• What you will do
Copy out all of the lines below word for word, leaving out the pictures.
--- --- ---
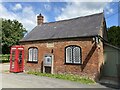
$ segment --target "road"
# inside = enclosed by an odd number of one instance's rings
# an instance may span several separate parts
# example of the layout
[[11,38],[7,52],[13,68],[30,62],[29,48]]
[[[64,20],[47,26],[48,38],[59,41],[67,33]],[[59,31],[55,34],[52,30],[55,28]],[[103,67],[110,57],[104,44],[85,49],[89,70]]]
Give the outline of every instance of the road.
[[25,73],[9,73],[5,72],[5,70],[9,70],[9,64],[4,64],[3,67],[2,72],[0,72],[2,88],[107,88],[98,83],[87,85]]

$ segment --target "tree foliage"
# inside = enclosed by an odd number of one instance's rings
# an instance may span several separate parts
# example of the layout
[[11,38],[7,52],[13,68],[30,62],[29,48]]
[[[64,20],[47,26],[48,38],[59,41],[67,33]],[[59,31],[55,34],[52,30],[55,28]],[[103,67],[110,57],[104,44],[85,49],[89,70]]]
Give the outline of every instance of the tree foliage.
[[7,54],[12,45],[18,45],[19,40],[27,32],[17,20],[2,20],[2,53]]
[[108,28],[108,41],[112,45],[120,47],[120,26]]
--- --- ---
• Worked answer
$ segment --target "road"
# inside = enclosed by an odd number of one instance's rings
# an instance may span several separate parts
# example of the layout
[[11,38],[7,52],[13,68],[30,62],[29,48]]
[[[64,20],[47,26],[48,38],[59,41],[67,33]],[[59,31],[55,34],[52,30],[55,28]],[[103,67],[110,57],[104,44],[85,49],[89,70]]]
Give the outline of every instance of the road.
[[25,73],[9,73],[5,72],[5,70],[9,70],[9,64],[4,64],[3,67],[2,72],[0,72],[2,88],[107,88],[98,83],[87,85]]

$ segment --target "tree foliage"
# inside = enclosed by an odd number of one instance's rings
# an instance may span several separate parts
# example of the layout
[[11,38],[7,52],[13,68],[30,62],[29,48]]
[[[64,20],[47,26],[48,38],[59,41],[67,33]],[[59,31],[55,34],[52,30],[55,28]],[[103,67],[110,57],[104,44],[85,49],[89,70]]]
Give the outline of every instance of the tree foliage.
[[7,54],[12,45],[18,45],[19,40],[27,32],[17,20],[2,20],[2,53]]
[[108,28],[108,41],[112,45],[120,47],[120,26]]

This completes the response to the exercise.